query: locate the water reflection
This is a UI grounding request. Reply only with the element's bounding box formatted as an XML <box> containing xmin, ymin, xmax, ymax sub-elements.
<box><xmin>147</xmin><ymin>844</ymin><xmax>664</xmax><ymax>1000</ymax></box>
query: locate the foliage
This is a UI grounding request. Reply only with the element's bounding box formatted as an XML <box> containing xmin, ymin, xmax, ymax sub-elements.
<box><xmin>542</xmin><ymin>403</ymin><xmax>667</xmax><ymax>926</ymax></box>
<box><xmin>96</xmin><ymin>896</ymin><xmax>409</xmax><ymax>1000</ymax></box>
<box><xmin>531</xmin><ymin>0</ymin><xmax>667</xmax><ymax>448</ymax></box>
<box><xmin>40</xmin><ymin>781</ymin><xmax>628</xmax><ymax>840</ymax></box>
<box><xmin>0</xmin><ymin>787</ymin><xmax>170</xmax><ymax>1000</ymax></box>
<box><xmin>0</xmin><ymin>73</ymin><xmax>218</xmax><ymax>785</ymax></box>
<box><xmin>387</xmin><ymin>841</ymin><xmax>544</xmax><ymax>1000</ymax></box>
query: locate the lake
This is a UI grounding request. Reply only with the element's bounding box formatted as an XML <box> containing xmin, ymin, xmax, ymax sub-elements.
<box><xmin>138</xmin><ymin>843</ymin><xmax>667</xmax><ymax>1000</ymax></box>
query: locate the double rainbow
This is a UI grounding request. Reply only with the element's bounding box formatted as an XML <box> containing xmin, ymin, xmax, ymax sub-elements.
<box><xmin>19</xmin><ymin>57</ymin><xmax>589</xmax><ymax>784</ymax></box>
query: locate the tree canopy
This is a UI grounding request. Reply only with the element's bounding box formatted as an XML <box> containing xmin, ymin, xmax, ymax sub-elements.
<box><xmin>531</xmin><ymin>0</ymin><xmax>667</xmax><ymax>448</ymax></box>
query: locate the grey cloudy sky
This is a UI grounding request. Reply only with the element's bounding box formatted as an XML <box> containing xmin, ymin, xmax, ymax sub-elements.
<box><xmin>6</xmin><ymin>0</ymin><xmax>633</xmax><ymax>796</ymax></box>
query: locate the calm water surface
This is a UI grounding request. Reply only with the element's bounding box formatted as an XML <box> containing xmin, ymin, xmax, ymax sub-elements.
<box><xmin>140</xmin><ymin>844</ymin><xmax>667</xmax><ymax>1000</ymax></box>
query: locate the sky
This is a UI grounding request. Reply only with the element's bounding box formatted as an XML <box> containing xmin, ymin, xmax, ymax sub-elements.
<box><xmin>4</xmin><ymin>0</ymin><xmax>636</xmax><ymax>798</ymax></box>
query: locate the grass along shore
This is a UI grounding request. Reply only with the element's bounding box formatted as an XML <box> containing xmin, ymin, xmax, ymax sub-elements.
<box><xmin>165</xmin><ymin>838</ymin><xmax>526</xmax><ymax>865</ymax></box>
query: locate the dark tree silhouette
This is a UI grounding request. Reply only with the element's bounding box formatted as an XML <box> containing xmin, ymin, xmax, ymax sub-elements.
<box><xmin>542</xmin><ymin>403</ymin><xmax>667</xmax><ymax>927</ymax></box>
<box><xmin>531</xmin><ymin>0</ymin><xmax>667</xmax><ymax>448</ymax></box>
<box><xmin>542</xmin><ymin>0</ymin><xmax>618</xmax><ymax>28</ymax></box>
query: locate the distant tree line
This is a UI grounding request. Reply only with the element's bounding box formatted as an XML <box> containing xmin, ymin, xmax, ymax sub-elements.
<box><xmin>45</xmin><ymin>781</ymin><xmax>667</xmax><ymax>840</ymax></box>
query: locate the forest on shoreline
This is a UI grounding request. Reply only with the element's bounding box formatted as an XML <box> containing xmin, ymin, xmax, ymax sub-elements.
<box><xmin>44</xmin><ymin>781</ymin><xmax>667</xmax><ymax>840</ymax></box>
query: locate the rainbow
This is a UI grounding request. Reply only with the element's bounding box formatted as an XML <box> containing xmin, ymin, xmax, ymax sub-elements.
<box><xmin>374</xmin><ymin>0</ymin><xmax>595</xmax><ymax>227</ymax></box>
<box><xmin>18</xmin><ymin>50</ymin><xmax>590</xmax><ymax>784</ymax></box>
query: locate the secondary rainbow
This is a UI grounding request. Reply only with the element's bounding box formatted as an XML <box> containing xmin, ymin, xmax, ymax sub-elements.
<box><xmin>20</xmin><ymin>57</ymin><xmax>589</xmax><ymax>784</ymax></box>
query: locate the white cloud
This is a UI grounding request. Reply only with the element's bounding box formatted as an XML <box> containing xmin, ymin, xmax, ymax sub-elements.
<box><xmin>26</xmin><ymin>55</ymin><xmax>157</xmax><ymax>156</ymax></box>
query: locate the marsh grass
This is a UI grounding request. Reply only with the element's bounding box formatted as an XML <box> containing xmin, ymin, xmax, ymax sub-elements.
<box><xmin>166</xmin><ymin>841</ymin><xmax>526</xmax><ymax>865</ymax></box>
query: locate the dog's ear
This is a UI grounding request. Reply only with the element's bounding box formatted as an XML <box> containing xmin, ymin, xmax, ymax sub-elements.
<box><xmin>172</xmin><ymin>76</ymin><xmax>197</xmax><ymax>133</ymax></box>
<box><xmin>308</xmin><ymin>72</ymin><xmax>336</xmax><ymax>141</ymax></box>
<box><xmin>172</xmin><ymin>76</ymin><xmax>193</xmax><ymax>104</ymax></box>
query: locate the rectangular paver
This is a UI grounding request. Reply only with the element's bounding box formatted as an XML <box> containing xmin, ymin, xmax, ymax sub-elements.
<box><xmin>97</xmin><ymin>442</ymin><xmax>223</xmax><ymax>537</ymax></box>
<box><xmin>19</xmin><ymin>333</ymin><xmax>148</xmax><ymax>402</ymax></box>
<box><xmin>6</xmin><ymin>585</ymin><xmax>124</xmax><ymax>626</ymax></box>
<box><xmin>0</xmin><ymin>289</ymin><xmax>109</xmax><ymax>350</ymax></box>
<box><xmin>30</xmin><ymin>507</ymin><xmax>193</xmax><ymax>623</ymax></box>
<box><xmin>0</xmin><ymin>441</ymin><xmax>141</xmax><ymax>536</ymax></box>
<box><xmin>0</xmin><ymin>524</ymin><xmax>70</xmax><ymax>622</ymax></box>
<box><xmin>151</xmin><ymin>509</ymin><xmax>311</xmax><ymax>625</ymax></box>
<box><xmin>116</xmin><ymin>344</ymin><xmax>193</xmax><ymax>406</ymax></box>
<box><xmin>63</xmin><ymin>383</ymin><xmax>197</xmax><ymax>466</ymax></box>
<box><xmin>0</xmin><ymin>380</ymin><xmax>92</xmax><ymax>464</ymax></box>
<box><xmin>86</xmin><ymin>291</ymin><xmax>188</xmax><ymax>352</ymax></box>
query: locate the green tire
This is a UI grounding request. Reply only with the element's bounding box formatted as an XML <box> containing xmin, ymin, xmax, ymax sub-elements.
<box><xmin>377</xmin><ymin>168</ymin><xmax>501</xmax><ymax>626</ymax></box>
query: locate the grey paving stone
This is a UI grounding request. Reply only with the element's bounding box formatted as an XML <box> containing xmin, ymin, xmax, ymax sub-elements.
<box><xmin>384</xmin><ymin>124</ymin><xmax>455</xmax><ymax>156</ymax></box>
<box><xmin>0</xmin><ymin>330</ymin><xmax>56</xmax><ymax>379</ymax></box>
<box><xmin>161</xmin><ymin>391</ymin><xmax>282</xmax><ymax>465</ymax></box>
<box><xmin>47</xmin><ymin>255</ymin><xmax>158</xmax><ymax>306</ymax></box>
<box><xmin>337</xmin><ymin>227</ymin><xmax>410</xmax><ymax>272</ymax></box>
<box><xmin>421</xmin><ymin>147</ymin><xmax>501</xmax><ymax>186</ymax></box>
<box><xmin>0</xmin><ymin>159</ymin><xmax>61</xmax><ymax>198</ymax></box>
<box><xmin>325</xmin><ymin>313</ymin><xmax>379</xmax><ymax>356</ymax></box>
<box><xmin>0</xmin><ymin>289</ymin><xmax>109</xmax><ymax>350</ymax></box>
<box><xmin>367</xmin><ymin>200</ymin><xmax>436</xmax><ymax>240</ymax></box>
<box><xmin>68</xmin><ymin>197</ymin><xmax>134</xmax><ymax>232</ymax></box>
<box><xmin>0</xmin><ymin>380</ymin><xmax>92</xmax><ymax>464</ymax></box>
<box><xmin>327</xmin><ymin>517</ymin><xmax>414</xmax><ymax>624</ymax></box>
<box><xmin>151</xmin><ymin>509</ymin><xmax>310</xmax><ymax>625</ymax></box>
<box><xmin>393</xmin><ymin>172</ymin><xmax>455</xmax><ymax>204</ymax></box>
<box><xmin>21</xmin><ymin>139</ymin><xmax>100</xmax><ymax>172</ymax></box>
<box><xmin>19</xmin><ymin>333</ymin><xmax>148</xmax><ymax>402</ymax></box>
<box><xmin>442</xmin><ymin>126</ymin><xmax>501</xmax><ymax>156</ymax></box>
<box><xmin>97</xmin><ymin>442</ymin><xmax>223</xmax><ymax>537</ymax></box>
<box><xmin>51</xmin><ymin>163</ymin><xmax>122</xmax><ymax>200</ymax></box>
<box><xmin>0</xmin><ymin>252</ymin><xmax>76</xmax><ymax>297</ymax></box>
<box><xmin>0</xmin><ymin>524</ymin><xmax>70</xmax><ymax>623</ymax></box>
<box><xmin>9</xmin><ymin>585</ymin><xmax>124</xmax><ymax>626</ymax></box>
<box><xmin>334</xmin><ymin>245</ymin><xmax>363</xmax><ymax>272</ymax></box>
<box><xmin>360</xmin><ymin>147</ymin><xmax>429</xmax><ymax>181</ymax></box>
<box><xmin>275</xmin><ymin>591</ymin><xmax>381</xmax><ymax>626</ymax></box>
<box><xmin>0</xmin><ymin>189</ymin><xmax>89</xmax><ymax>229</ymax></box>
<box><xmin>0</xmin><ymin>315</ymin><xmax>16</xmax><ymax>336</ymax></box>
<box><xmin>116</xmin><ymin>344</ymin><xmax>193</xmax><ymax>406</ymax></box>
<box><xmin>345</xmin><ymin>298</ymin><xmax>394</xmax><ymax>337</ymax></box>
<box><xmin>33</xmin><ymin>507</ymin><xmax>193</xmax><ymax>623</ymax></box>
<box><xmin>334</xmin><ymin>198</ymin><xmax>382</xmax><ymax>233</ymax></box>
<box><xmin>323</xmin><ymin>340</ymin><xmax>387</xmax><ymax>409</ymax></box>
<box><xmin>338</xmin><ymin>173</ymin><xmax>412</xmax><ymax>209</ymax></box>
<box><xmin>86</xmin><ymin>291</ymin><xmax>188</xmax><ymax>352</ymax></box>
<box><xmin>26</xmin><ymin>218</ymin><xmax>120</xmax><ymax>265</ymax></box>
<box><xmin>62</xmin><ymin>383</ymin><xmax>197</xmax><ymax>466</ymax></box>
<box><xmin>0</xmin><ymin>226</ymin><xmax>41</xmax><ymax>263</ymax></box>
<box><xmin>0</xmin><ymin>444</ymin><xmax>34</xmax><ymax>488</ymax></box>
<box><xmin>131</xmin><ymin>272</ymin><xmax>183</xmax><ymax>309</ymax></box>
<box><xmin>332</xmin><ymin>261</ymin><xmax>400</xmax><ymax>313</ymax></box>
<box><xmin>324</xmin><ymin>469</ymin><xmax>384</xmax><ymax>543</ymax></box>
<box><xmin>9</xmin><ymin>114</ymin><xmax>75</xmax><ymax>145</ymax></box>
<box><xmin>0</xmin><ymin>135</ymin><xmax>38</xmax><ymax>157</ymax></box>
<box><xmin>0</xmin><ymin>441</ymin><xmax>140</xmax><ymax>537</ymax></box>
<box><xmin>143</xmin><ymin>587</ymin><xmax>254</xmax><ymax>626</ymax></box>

========

WORK TO DO » Show every line above that contains the string "grass", treating uppercase and lowercase letters as different.

CORRECT OUTPUT »
query: locate the grass along shore
query: locate the marsh grass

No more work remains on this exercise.